[Opening Input material section]

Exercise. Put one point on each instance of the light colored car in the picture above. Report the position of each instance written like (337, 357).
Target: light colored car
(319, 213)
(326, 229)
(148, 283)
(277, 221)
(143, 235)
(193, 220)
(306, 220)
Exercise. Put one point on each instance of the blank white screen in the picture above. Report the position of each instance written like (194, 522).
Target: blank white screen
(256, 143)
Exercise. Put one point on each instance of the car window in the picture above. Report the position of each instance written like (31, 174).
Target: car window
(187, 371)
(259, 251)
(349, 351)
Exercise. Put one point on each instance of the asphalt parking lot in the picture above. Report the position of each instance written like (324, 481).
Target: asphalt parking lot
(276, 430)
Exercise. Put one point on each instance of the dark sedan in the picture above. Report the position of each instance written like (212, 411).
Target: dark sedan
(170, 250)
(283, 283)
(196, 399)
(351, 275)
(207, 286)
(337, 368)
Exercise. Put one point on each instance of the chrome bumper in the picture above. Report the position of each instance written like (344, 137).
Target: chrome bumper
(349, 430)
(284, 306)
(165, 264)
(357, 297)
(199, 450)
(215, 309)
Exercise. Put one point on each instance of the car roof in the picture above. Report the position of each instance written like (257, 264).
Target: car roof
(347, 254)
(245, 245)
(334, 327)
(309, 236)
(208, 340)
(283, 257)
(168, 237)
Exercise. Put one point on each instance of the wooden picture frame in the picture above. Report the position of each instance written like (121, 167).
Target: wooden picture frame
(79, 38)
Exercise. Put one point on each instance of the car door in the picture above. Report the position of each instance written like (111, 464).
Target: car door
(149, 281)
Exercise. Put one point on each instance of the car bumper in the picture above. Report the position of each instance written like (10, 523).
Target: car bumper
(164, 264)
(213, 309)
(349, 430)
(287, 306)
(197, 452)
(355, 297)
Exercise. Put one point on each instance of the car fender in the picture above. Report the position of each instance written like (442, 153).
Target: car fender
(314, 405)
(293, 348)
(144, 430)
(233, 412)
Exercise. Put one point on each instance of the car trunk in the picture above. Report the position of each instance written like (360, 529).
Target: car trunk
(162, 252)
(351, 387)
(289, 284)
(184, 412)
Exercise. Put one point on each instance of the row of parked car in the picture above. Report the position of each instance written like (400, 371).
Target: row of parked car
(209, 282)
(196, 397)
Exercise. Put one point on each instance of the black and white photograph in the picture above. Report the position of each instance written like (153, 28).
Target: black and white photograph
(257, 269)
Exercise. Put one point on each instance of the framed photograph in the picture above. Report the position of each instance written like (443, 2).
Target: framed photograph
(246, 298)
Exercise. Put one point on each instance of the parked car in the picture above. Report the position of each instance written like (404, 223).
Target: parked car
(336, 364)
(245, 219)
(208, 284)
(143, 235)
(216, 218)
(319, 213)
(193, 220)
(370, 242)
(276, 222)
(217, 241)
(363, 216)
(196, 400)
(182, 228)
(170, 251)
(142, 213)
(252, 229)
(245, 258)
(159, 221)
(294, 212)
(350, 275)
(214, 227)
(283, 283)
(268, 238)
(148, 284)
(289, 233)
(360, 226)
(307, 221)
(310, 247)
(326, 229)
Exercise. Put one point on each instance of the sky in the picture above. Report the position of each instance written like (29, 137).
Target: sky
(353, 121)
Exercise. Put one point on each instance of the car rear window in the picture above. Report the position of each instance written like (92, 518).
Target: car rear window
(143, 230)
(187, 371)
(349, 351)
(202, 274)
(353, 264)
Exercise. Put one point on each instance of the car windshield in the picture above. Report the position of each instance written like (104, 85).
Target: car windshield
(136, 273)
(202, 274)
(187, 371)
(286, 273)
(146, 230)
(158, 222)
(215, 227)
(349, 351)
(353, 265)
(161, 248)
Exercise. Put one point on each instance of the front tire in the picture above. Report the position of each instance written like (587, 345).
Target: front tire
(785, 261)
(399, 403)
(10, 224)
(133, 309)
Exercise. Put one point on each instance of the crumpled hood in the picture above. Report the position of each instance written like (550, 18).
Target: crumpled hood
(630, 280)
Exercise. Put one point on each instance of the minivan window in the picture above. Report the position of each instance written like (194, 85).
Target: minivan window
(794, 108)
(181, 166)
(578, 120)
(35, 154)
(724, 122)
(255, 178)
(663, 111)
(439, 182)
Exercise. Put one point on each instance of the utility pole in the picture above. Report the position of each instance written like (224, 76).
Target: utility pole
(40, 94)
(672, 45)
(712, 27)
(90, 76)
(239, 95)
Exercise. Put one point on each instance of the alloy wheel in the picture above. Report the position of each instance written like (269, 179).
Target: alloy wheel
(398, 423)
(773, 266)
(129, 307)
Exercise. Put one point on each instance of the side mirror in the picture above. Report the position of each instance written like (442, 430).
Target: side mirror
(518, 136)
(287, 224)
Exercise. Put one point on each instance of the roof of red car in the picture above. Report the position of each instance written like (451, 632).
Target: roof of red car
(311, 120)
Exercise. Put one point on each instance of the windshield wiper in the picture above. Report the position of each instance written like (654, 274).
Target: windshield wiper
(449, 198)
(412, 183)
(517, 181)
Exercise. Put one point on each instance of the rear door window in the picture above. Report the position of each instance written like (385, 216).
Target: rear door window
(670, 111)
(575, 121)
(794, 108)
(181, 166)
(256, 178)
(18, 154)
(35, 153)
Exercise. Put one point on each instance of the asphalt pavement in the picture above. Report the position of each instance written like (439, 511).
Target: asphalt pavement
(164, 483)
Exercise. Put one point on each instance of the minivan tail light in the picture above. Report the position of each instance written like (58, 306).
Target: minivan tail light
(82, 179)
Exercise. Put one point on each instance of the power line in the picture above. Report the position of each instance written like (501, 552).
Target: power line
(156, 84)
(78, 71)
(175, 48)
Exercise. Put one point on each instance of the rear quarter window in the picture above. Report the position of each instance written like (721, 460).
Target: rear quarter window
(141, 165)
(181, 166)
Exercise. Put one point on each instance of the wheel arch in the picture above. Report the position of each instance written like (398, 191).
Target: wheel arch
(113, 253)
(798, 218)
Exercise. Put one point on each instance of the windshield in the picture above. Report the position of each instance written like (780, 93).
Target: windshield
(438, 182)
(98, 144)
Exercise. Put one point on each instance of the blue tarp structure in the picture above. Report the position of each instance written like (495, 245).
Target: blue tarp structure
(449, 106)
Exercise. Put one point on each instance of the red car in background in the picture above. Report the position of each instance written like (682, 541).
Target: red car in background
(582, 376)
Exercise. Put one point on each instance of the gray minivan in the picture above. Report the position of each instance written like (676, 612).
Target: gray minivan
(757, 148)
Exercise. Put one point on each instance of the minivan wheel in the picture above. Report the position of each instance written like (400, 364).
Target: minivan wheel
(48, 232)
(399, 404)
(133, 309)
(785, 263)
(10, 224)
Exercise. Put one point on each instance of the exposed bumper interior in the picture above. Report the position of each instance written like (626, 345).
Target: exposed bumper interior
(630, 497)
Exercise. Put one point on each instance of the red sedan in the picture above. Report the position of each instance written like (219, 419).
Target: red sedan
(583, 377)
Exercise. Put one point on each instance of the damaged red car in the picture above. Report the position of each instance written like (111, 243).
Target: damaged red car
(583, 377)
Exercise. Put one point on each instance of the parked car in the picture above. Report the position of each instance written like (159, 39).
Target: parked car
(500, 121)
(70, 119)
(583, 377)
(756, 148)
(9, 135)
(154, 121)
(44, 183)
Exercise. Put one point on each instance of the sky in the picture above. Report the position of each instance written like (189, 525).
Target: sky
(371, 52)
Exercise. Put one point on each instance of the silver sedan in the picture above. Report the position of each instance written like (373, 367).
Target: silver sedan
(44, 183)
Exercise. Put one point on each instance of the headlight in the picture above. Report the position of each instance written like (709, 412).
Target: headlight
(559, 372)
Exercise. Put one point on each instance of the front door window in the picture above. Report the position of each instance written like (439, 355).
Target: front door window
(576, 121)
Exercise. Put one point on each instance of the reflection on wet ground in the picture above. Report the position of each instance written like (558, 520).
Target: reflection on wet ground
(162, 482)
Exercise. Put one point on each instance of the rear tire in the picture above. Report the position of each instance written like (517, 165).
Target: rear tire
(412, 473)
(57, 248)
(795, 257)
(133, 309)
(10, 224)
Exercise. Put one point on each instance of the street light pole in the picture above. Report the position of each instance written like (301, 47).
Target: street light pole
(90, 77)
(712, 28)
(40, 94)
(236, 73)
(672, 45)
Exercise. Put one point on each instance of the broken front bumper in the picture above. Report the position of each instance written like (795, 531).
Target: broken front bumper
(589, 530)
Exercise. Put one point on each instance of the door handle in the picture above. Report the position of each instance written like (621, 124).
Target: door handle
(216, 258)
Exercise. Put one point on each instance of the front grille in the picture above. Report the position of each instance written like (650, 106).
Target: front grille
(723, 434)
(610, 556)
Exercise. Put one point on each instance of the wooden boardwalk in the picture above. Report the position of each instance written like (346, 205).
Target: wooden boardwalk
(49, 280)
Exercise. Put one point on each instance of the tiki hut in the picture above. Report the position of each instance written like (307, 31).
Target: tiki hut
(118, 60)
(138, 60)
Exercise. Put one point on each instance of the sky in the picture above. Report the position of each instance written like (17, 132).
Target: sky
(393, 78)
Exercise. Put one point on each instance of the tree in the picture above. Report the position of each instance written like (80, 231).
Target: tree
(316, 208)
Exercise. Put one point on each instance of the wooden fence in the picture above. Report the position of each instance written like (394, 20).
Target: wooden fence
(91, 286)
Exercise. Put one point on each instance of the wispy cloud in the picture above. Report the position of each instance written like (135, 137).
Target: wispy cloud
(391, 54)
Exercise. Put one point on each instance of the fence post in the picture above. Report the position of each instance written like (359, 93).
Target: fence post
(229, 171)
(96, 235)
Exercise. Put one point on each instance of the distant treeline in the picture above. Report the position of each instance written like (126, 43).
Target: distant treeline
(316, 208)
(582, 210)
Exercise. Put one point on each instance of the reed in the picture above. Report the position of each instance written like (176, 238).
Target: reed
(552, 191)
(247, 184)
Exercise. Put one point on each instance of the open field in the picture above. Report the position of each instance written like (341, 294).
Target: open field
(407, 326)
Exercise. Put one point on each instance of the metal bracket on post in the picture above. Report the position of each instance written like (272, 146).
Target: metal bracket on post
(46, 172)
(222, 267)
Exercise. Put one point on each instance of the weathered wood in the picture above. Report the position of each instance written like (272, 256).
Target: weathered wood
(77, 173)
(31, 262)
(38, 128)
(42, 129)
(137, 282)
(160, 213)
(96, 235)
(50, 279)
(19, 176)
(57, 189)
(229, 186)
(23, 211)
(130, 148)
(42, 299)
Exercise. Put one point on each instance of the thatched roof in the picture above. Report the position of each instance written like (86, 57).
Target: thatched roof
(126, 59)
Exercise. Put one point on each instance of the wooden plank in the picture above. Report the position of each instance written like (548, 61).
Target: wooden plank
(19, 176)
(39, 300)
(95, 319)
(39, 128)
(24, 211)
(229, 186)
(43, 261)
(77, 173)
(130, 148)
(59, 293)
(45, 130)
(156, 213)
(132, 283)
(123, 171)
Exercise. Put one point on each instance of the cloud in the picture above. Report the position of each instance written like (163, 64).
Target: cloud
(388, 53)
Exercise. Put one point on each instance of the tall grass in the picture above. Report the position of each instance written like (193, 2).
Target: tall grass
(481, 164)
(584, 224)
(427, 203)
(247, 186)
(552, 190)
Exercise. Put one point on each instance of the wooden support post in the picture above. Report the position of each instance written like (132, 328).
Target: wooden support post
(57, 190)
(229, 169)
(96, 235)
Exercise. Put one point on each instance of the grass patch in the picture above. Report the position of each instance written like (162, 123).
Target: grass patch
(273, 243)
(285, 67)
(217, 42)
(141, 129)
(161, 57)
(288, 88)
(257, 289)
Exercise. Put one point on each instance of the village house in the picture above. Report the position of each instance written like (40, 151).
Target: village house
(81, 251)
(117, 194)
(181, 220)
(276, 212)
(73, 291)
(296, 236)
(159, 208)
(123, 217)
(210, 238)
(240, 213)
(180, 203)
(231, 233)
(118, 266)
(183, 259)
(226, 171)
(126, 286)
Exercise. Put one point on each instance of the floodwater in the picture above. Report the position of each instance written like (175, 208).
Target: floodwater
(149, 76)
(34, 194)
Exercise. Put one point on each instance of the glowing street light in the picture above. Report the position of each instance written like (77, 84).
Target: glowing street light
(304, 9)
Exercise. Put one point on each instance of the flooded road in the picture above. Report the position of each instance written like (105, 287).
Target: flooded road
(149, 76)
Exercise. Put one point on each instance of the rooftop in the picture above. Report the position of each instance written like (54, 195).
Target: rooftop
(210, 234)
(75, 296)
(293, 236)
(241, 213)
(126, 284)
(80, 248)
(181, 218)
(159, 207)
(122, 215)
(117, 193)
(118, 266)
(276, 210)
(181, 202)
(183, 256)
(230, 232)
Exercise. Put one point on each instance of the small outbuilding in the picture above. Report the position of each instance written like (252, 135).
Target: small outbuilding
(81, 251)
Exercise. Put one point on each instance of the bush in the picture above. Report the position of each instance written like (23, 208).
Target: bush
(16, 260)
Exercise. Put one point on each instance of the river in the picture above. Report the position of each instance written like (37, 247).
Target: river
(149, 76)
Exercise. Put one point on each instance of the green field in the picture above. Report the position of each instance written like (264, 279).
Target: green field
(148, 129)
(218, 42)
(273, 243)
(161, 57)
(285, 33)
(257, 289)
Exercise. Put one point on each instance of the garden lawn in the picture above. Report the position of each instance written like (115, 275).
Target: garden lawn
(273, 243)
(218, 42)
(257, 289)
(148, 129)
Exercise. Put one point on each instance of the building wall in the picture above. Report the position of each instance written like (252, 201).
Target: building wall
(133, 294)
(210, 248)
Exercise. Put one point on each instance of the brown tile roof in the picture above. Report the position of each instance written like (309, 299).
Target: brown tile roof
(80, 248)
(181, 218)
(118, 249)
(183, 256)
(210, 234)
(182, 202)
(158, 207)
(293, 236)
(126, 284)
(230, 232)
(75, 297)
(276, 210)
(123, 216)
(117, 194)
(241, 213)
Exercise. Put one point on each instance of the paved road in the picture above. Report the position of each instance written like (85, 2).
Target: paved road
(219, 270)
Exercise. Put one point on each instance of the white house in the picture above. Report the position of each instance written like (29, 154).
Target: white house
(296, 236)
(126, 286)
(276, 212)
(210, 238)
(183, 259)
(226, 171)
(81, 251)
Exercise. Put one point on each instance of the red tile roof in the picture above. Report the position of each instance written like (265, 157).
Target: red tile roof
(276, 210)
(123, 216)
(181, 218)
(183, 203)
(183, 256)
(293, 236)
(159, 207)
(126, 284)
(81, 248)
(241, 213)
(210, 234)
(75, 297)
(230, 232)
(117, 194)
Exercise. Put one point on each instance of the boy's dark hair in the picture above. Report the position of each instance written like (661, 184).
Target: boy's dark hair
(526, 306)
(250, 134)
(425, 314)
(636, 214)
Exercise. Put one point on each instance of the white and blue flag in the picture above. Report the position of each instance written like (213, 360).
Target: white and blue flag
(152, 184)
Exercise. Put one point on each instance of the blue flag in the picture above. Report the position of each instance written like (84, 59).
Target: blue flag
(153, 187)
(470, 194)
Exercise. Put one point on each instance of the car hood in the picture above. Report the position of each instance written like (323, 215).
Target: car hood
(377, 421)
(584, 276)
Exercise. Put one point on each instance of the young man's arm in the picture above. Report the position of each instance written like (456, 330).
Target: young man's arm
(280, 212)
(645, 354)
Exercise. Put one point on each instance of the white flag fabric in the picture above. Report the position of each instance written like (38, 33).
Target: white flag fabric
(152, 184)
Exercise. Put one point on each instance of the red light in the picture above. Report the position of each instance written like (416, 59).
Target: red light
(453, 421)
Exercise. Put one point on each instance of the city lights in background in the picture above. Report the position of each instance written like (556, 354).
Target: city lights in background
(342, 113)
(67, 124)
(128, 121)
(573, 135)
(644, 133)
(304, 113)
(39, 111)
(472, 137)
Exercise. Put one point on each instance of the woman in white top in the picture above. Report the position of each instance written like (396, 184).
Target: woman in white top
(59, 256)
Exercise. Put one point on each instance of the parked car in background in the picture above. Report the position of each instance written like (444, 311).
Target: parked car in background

[Closing Input material section]

— Exercise instructions —
Take the line above containing "Exercise. Put one point on each instance of the tree", the line containing "Exercise. Put one point on each instance of the wooden fence", and all lines in between, and copy them exactly without anything else.

— Answer below —
Exercise. Put one point on each instance of the tree in the picture above. Report the position of each instance written like (80, 231).
Target: tree
(316, 208)
Exercise. Put one point on each instance of the wooden fence in the picture above. Report the position of each instance written like (394, 20).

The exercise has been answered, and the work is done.